_GOAL OF THE EXERCISE_: Repeat each entry word for word. Leave any images out of the copy.

(Data items)

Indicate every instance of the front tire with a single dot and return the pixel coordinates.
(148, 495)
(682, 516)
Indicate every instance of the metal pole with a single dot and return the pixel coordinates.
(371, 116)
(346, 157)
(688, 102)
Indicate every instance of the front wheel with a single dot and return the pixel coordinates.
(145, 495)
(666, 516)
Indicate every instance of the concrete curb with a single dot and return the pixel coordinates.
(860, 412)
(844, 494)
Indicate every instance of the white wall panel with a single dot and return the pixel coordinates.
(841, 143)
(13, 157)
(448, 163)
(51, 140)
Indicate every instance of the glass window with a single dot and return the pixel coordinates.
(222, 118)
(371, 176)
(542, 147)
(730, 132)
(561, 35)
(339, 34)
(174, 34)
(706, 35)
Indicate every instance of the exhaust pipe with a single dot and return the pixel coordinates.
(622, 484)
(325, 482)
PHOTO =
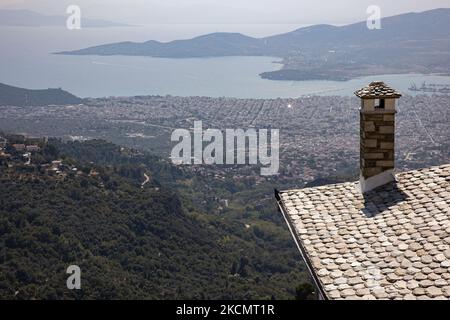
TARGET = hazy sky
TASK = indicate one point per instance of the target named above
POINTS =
(301, 12)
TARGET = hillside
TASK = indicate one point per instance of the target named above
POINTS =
(412, 42)
(131, 242)
(27, 18)
(14, 96)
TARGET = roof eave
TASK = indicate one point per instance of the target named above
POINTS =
(300, 247)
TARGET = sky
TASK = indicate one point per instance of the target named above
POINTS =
(300, 12)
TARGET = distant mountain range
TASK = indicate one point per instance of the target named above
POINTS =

_WORKED SOLUTION_:
Indicate every instance of the front tire with a single dot and return the pixel coordinates.
(148, 495)
(682, 516)
Indicate every instance of the metal pole with a single dot and return the pixel coordinates.
(371, 116)
(346, 157)
(688, 102)
Indicate every instance of the front wheel with a single dot and return the pixel coordinates.
(145, 495)
(666, 516)
Indicate every instance of the concrete curb with a single dot and return the pixel coordinates.
(860, 412)
(844, 494)
Indicate every instance of the white wall panel with a single dot and return the pixel coordinates.
(841, 143)
(13, 157)
(448, 163)
(51, 140)
Indicate every instance of the glass window with a single dot and return the pixel coordinates.
(222, 118)
(371, 176)
(542, 147)
(730, 132)
(561, 35)
(339, 34)
(174, 34)
(706, 35)
Indicate every instance of the exhaust pipe with a single dot and return the pixel coordinates.
(622, 484)
(325, 482)
PHOTO =
TARGET = hazy sky
TASK = indicate one point per instance of the target named above
POINTS =
(301, 12)
TARGET = hillside
TASK = indicate one point per instance of the target named above
POINTS =
(412, 42)
(131, 242)
(27, 18)
(14, 96)
TARGET = roof eave
TASK = indicate one point per instance of the target named above
POINTS =
(300, 247)
TARGET = sky
TASK = indicate one point per instance of the target named above
POINTS =
(300, 12)
TARGET = distant mountain range
TASK = indicate one point per instance of the target named above
POINTS =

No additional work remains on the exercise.